▶ [DIRECTIONS FOR THIS TASK] Render every line of the records below as a numbered list, skipping blank lines. Leave the pictures out of your answer.

▶ [Source data]
---------------

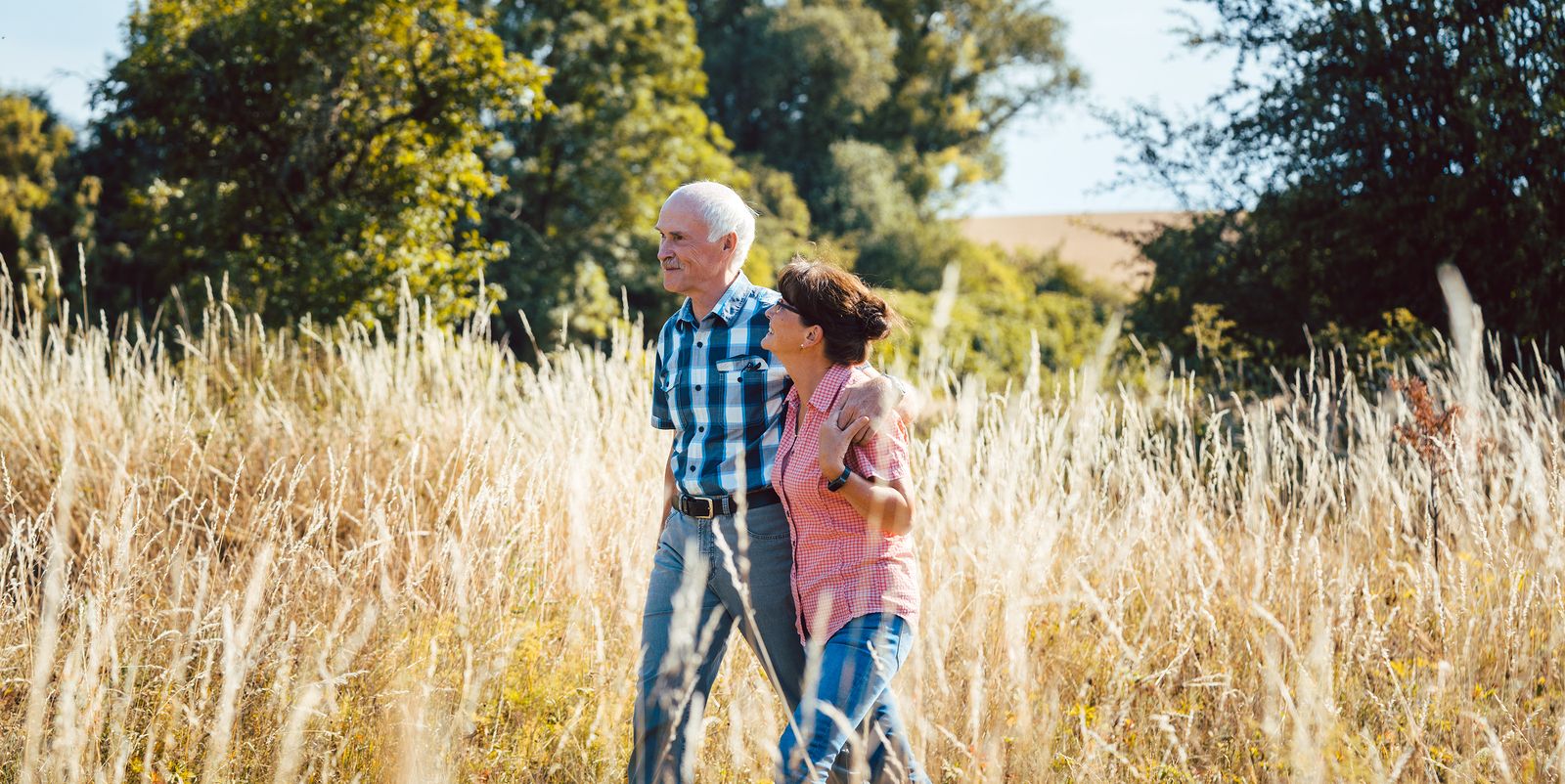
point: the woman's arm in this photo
(886, 505)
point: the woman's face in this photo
(787, 332)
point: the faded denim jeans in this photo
(686, 632)
(852, 687)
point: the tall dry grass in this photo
(348, 554)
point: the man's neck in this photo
(701, 302)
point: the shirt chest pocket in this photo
(748, 379)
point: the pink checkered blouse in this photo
(837, 560)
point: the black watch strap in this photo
(841, 481)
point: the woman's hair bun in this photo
(873, 320)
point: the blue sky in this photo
(1056, 158)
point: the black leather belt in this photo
(706, 507)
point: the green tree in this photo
(318, 155)
(33, 146)
(1364, 145)
(44, 199)
(587, 180)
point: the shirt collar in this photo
(728, 305)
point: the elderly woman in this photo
(850, 510)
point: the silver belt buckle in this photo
(711, 507)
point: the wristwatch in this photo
(841, 481)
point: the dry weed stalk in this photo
(1432, 439)
(393, 554)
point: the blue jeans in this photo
(693, 606)
(853, 687)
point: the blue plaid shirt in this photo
(720, 392)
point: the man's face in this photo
(693, 265)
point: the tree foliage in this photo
(1374, 141)
(881, 111)
(46, 203)
(586, 182)
(33, 148)
(318, 155)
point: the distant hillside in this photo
(1093, 241)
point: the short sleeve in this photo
(661, 418)
(883, 456)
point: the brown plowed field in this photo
(1099, 242)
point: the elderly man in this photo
(722, 395)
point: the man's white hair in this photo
(724, 211)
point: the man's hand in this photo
(871, 400)
(834, 443)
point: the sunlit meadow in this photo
(396, 554)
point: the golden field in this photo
(362, 554)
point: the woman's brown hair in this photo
(847, 312)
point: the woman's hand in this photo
(834, 443)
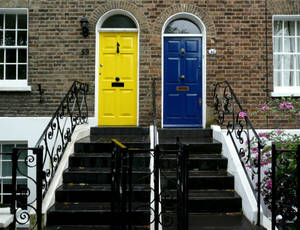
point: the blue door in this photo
(182, 82)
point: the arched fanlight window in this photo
(182, 26)
(118, 21)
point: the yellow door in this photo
(118, 79)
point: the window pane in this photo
(288, 78)
(22, 21)
(22, 57)
(10, 21)
(278, 45)
(1, 72)
(1, 55)
(277, 77)
(288, 62)
(277, 61)
(11, 56)
(289, 28)
(23, 153)
(298, 79)
(1, 21)
(22, 72)
(118, 21)
(22, 38)
(278, 28)
(6, 168)
(289, 45)
(182, 26)
(7, 148)
(10, 38)
(11, 72)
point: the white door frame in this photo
(97, 50)
(200, 24)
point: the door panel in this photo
(118, 79)
(182, 82)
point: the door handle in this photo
(118, 49)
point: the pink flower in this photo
(242, 115)
(265, 108)
(269, 184)
(279, 132)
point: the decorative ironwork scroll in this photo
(228, 109)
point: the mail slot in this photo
(182, 88)
(117, 84)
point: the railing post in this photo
(14, 203)
(39, 185)
(259, 184)
(273, 208)
(298, 185)
(156, 187)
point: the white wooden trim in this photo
(97, 50)
(201, 25)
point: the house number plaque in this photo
(182, 88)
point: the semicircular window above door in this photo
(182, 81)
(118, 72)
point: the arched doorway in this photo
(117, 69)
(183, 81)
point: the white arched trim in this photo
(97, 48)
(199, 23)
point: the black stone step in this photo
(104, 144)
(97, 193)
(212, 221)
(206, 147)
(115, 131)
(205, 201)
(95, 214)
(97, 160)
(196, 162)
(100, 176)
(184, 134)
(200, 180)
(91, 227)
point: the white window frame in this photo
(281, 91)
(15, 85)
(2, 178)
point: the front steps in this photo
(84, 199)
(213, 204)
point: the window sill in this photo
(285, 94)
(15, 88)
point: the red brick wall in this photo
(235, 28)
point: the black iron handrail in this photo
(182, 187)
(72, 111)
(288, 209)
(47, 153)
(239, 127)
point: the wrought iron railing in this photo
(182, 187)
(47, 154)
(239, 126)
(285, 188)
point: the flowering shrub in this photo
(286, 170)
(289, 106)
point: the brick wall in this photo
(235, 28)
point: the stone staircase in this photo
(213, 204)
(84, 199)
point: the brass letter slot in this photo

---------------

▶ [WRITTEN SOLUTION]
1. point: the woman's arm in this photo
2. (886, 505)
3. point: the woman's face in this photo
4. (787, 332)
5. point: the faded denim jeans in this photo
6. (686, 632)
7. (852, 687)
8. point: the tall dry grass in this photo
9. (348, 554)
10. point: the man's neck in this photo
11. (701, 302)
12. point: the shirt chest pocket in this photo
13. (748, 379)
14. point: the pink checkered blouse in this photo
15. (837, 560)
16. point: the black watch strap in this photo
17. (841, 481)
18. point: the woman's hair bun in this photo
19. (873, 320)
20. point: the blue sky in this photo
21. (1056, 158)
22. point: the black leather belt in this photo
23. (706, 507)
24. point: the green tree in this photo
25. (318, 155)
26. (33, 146)
27. (1364, 145)
28. (44, 199)
29. (587, 180)
30. point: the shirt collar in this photo
31. (728, 305)
32. point: the elderly woman in this photo
33. (850, 510)
34. point: the silver belt buckle in this photo
35. (711, 507)
36. point: the wristwatch in this photo
37. (841, 481)
38. point: the dry weed stalk in this photo
39. (1432, 439)
40. (393, 554)
41. point: the blue jeans in this photo
42. (693, 606)
43. (853, 687)
44. point: the blue plaid shirt in this photo
45. (720, 392)
46. point: the man's face in this photo
47. (693, 265)
48. point: the tree foliage in this photo
49. (1374, 141)
50. (881, 111)
51. (46, 203)
52. (586, 182)
53. (33, 148)
54. (318, 155)
55. point: the distant hillside in this photo
56. (1093, 241)
57. point: the short sleeve in this photo
58. (661, 418)
59. (883, 456)
60. point: the brown plowed field in this photo
61. (1099, 242)
62. point: the elderly man in this photo
63. (722, 395)
64. point: the man's white hair in this photo
65. (724, 211)
66. point: the man's hand in this photo
67. (871, 400)
68. (834, 443)
69. point: the sunlit meadow in this photo
70. (396, 554)
71. point: the golden field in this photo
72. (362, 554)
73. point: the woman's brown hair in this photo
74. (847, 312)
75. point: the woman's hand in this photo
76. (834, 443)
77. point: the blue door in this photo
78. (182, 82)
79. point: the arched fanlight window in this photo
80. (182, 26)
81. (118, 21)
82. point: the yellow door in this photo
83. (118, 79)
84. point: the window pane in this photo
85. (288, 78)
86. (22, 21)
87. (22, 57)
88. (10, 21)
89. (278, 45)
90. (1, 72)
91. (1, 55)
92. (277, 77)
93. (288, 62)
94. (277, 61)
95. (11, 56)
96. (289, 28)
97. (23, 153)
98. (298, 79)
99. (1, 21)
100. (22, 72)
101. (118, 21)
102. (22, 38)
103. (278, 28)
104. (6, 168)
105. (289, 45)
106. (182, 26)
107. (7, 148)
108. (10, 38)
109. (11, 72)
110. point: the white door frame in this photo
111. (97, 50)
112. (200, 24)
113. point: the door panel in this photo
114. (118, 79)
115. (182, 82)
116. point: the door handle in this photo
117. (118, 49)
118. point: the pink flower in this photo
119. (242, 115)
120. (265, 108)
121. (269, 184)
122. (279, 132)
123. point: the decorative ironwork scroll in this photo
124. (228, 109)
125. point: the mail slot in this photo
126. (182, 88)
127. (117, 84)
128. point: the railing post in this photo
129. (14, 203)
130. (39, 185)
131. (259, 184)
132. (273, 208)
133. (298, 185)
134. (156, 187)
135. point: the white wooden trim in this photo
136. (97, 50)
137. (201, 25)
138. point: the house number plaque in this photo
139. (182, 88)
140. point: the semicircular window above door in this photo
141. (182, 81)
142. (118, 72)
143. point: the arched doorway in this photo
144. (117, 69)
145. (183, 81)
146. point: the white arched trim in this photo
147. (97, 48)
148. (199, 23)
149. point: the black stone step in this photo
150. (104, 144)
151. (97, 193)
152. (212, 221)
153. (206, 147)
154. (115, 131)
155. (205, 201)
156. (95, 214)
157. (97, 160)
158. (196, 162)
159. (100, 176)
160. (184, 134)
161. (200, 180)
162. (91, 227)
163. point: the white window frame in this photo
164. (281, 91)
165. (15, 85)
166. (2, 178)
167. point: the front steps in this photo
168. (84, 199)
169. (213, 204)
170. point: the window sill in this photo
171. (285, 94)
172. (15, 88)
173. point: the red brick wall in this photo
174. (235, 28)
175. point: the black iron handrail in this photo
176. (182, 187)
177. (72, 111)
178. (288, 209)
179. (47, 153)
180. (239, 127)
181. point: the wrought iron railing in this photo
182. (182, 187)
183. (47, 154)
184. (239, 126)
185. (285, 188)
186. point: the flowering shrub in this photo
187. (286, 170)
188. (289, 106)
189. point: the brick wall in this photo
190. (235, 28)
191. point: the stone staircase in this photo
192. (213, 204)
193. (84, 199)
194. point: the brass letter slot in this photo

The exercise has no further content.